[Excerpts of pointing data]
****

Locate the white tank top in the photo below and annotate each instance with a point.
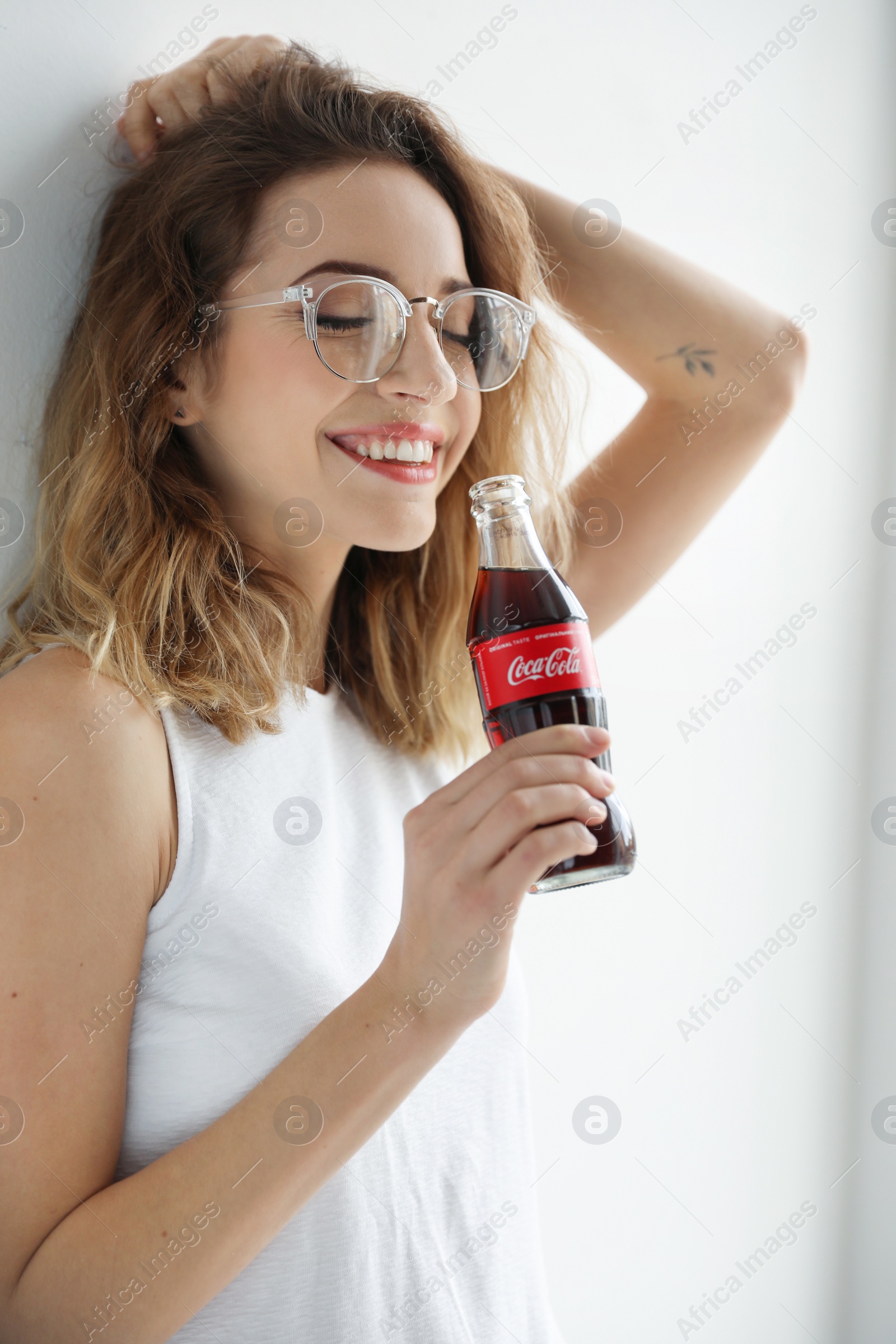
(285, 895)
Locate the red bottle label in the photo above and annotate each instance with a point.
(536, 662)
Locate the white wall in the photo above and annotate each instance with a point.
(769, 805)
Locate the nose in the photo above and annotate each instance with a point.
(421, 373)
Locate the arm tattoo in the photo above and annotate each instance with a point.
(692, 358)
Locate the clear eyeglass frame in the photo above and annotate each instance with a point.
(305, 295)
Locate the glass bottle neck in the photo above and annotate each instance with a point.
(508, 539)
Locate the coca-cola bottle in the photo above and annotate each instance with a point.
(531, 647)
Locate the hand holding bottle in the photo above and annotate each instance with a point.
(472, 850)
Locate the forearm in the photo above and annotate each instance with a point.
(248, 1164)
(641, 304)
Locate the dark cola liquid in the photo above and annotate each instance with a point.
(506, 601)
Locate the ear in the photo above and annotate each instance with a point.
(184, 405)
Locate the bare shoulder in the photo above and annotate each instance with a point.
(82, 758)
(86, 844)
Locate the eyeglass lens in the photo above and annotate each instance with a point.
(359, 335)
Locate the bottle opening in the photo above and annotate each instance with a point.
(497, 489)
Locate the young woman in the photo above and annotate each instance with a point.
(246, 1097)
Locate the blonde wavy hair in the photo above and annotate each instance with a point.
(135, 563)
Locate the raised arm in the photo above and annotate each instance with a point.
(720, 371)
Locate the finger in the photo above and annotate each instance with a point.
(137, 124)
(251, 55)
(528, 773)
(520, 814)
(186, 89)
(540, 850)
(575, 738)
(166, 105)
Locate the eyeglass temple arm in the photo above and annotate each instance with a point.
(274, 296)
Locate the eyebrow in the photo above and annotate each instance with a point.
(362, 268)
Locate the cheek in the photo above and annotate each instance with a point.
(468, 410)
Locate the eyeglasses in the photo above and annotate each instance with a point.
(359, 323)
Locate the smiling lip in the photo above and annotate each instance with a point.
(398, 449)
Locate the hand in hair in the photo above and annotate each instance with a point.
(178, 96)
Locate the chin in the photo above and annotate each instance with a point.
(396, 530)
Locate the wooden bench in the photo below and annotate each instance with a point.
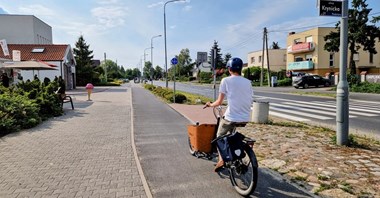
(64, 98)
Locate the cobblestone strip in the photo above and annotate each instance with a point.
(85, 153)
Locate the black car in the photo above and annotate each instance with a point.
(311, 80)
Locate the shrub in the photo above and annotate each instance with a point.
(179, 98)
(284, 82)
(17, 112)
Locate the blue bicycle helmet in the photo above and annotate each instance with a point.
(236, 64)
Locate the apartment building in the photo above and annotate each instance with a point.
(305, 53)
(277, 59)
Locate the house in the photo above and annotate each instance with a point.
(277, 59)
(59, 55)
(306, 53)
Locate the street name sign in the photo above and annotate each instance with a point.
(174, 61)
(330, 8)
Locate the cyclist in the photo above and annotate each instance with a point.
(239, 94)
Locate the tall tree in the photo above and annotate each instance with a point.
(226, 58)
(360, 33)
(184, 65)
(83, 56)
(275, 45)
(218, 60)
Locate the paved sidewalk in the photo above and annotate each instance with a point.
(306, 156)
(85, 153)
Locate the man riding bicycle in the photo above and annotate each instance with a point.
(239, 94)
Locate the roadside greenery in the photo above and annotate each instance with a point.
(27, 104)
(180, 96)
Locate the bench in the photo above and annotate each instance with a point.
(64, 98)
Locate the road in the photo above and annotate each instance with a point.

****

▶ _THE PROBLEM_: Copy the material above in full and exactly, skipping pictures.

▶ _COMPLETE OUTPUT_:
Locate the white tank top in the photo below and annotate each instance with a point.
(285, 895)
Locate the red bottle label in the photo above and annotate each instance with a point.
(536, 662)
Locate the white wall in the photo above and annotate each instance with a point.
(769, 805)
Locate the nose in the photo above and annotate each instance with a point.
(421, 373)
Locate the arm tattoo in the photo above and annotate each instance with a point.
(692, 358)
Locate the clear eyeglass frame in the photo above and annotate each instance with a point.
(305, 295)
Locate the glass bottle neck in the photo above and annotate each instance with a point.
(508, 539)
Locate the coca-cola bottle in the photo above and annotate each instance with a point.
(531, 647)
Locate the hand holding bottle in the photo above and annotate each instance with a point.
(472, 850)
Locate the forearm in the photo above and annotate each instance with a point.
(248, 1164)
(641, 304)
Locate the dark cola liquid in the photo above and annotate each instance with a point.
(506, 601)
Locate the ear in the photo above and annotate each instance with a point.
(184, 405)
Locate the bare shoulder in the photo above and annotate each instance with a point.
(82, 758)
(86, 844)
Locate the eyeglass lens in the photo above and annotate each instance with a point.
(359, 335)
Locate the bottle opening in the photo above and annotate each instance with a point.
(497, 489)
Locate the young woman in the photo above and annotate each instance with a point.
(246, 1097)
Locate the blonde wavy hair in the photo above and annotate each instance with a point.
(135, 563)
Locate the raised arm in the photo above and annotate each instance with a point.
(720, 371)
Locate the finger in the photo above and annotate each instance with a point.
(137, 124)
(251, 55)
(528, 773)
(520, 814)
(186, 89)
(540, 850)
(575, 738)
(166, 105)
Locate the eyeglass temple arm in the photo above and annotate each instance with a point.
(274, 296)
Locate the eyebrow in the photo above and annotate each instance with a point.
(362, 268)
Locate the cheek in the photo above and annotate each instance with a point.
(468, 410)
Locate the eyeglasses in the photo above and annotate each instance with a point.
(359, 323)
Locate the smiling lip in the photo above and annotate each instance with a point.
(398, 449)
Locate the hand in hair in the photo above and annotate each instance with a point.
(178, 96)
Locate the chin in the photo above and annotate each instance with a point.
(396, 530)
Locate the wooden bench in the photo below and annotate each instance with a point.
(64, 98)
Locate the cobblestone strip in the photo above and annotate each instance with a point.
(85, 153)
Locate the black car in the photo above and annotate each instance with a point.
(311, 80)
Locate the shrub in the photo above and annotate each instance with a point.
(179, 98)
(284, 82)
(17, 112)
Locate the blue bicycle helmet in the photo above and annotate each instance with a point.
(236, 64)
Locate the apartment building in the photo above and annotate each instance with a point.
(305, 53)
(277, 59)
Locate the house in the photo above and annotate each instance with a point.
(277, 59)
(59, 55)
(306, 53)
Locate the street name sign in the photo above and annotate each instance with a point.
(174, 61)
(330, 8)
Locate the cyclist in the photo above and annotate each instance with a point.
(239, 94)
Locate the tall tree in the photo above and annotate each instance with a point.
(226, 58)
(360, 33)
(184, 65)
(83, 56)
(275, 45)
(218, 60)
Locate the paved sidewalk in the photo above and annotate each instance with a point.
(306, 156)
(85, 153)
Locate the man riding bicycle in the photo above and annotate each instance with a point.
(239, 94)
Locate the roadside greenery in the photo above and annotate each instance with a point.
(27, 104)
(180, 96)
Locate the bench in the photo above and annotate each instance with a point.
(64, 98)
Locate the road in the photo above and annotate each instance with a point.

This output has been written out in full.